* TASK DETAILS
Rewrite all the rows below as a Markdown table with two columns, Number and Text. Put each line in its own table line with its number, and skip blank lines.

* PROVIDED DATA
________________________
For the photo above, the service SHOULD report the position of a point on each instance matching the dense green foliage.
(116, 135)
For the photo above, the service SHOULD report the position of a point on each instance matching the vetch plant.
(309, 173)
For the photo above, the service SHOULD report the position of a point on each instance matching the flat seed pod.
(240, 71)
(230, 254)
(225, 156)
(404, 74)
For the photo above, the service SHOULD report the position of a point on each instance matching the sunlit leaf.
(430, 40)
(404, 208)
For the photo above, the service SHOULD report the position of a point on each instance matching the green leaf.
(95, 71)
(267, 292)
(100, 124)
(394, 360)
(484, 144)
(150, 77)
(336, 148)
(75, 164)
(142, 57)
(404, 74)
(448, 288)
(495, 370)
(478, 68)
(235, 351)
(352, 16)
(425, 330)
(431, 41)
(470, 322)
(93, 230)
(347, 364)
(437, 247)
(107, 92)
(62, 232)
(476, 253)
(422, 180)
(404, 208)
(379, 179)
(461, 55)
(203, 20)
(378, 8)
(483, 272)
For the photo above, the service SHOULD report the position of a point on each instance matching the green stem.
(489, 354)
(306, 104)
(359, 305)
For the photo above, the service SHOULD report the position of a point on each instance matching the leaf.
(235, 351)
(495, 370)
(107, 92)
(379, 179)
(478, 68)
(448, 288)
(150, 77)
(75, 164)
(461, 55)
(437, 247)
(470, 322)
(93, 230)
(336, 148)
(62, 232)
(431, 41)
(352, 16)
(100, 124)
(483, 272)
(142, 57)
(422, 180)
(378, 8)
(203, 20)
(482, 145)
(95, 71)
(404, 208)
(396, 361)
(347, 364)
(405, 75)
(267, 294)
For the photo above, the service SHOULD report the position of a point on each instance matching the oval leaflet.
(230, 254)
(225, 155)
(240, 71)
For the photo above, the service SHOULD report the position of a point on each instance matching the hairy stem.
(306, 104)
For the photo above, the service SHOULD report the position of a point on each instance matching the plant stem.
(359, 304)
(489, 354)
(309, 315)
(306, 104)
________________________
* THE OUTPUT
| Number | Text |
|---|---|
| 1 | For the photo above, the service SHOULD report the position of a point on each instance matching the dense green foliage. |
| 2 | (116, 135) |
| 3 | For the photo above, the service SHOULD report the position of a point on each instance matching the vetch plant. |
| 4 | (309, 173) |
| 5 | For the photo above, the service SHOULD report the position of a point on each instance matching the flat seed pod. |
| 6 | (240, 71) |
| 7 | (230, 254) |
| 8 | (225, 156) |
| 9 | (404, 74) |
| 10 | For the photo above, the service SHOULD report the position of a point on each instance matching the sunlit leaf. |
| 11 | (430, 40) |
| 12 | (404, 208) |
| 13 | For the photo above, the service SHOULD report the position of a point on each instance matching the green leaf. |
| 14 | (95, 71) |
| 15 | (267, 292) |
| 16 | (100, 124) |
| 17 | (394, 360) |
| 18 | (484, 144) |
| 19 | (150, 77) |
| 20 | (336, 148) |
| 21 | (75, 164) |
| 22 | (142, 57) |
| 23 | (404, 74) |
| 24 | (448, 288) |
| 25 | (495, 370) |
| 26 | (478, 68) |
| 27 | (235, 351) |
| 28 | (352, 16) |
| 29 | (425, 330) |
| 30 | (431, 41) |
| 31 | (470, 322) |
| 32 | (93, 230) |
| 33 | (347, 364) |
| 34 | (437, 247) |
| 35 | (107, 92) |
| 36 | (62, 232) |
| 37 | (476, 253) |
| 38 | (422, 180) |
| 39 | (404, 208) |
| 40 | (379, 179) |
| 41 | (461, 55) |
| 42 | (203, 20) |
| 43 | (378, 8) |
| 44 | (483, 272) |
| 45 | For the photo above, the service SHOULD report the position of a point on each instance matching the green stem. |
| 46 | (489, 354) |
| 47 | (306, 104) |
| 48 | (359, 305) |
| 49 | For the photo above, the service SHOULD report the position of a point on each instance matching the leaf. |
| 50 | (235, 351) |
| 51 | (495, 370) |
| 52 | (107, 92) |
| 53 | (379, 179) |
| 54 | (478, 68) |
| 55 | (448, 288) |
| 56 | (150, 77) |
| 57 | (75, 164) |
| 58 | (461, 55) |
| 59 | (437, 247) |
| 60 | (470, 322) |
| 61 | (93, 230) |
| 62 | (336, 148) |
| 63 | (62, 232) |
| 64 | (431, 41) |
| 65 | (352, 16) |
| 66 | (100, 124) |
| 67 | (483, 272) |
| 68 | (142, 57) |
| 69 | (422, 180) |
| 70 | (378, 8) |
| 71 | (203, 20) |
| 72 | (482, 145) |
| 73 | (95, 71) |
| 74 | (404, 208) |
| 75 | (396, 361) |
| 76 | (347, 364) |
| 77 | (405, 75) |
| 78 | (267, 294) |
| 79 | For the photo above, the service SHOULD report the position of a point on each instance matching the oval leaflet. |
| 80 | (230, 254) |
| 81 | (225, 155) |
| 82 | (240, 71) |
| 83 | For the photo above, the service SHOULD report the position of a point on each instance matching the hairy stem. |
| 84 | (306, 104) |
| 85 | For the photo above, the service SHOULD report the position of a point on each instance matching the plant stem. |
| 86 | (359, 304) |
| 87 | (489, 354) |
| 88 | (309, 315) |
| 89 | (306, 104) |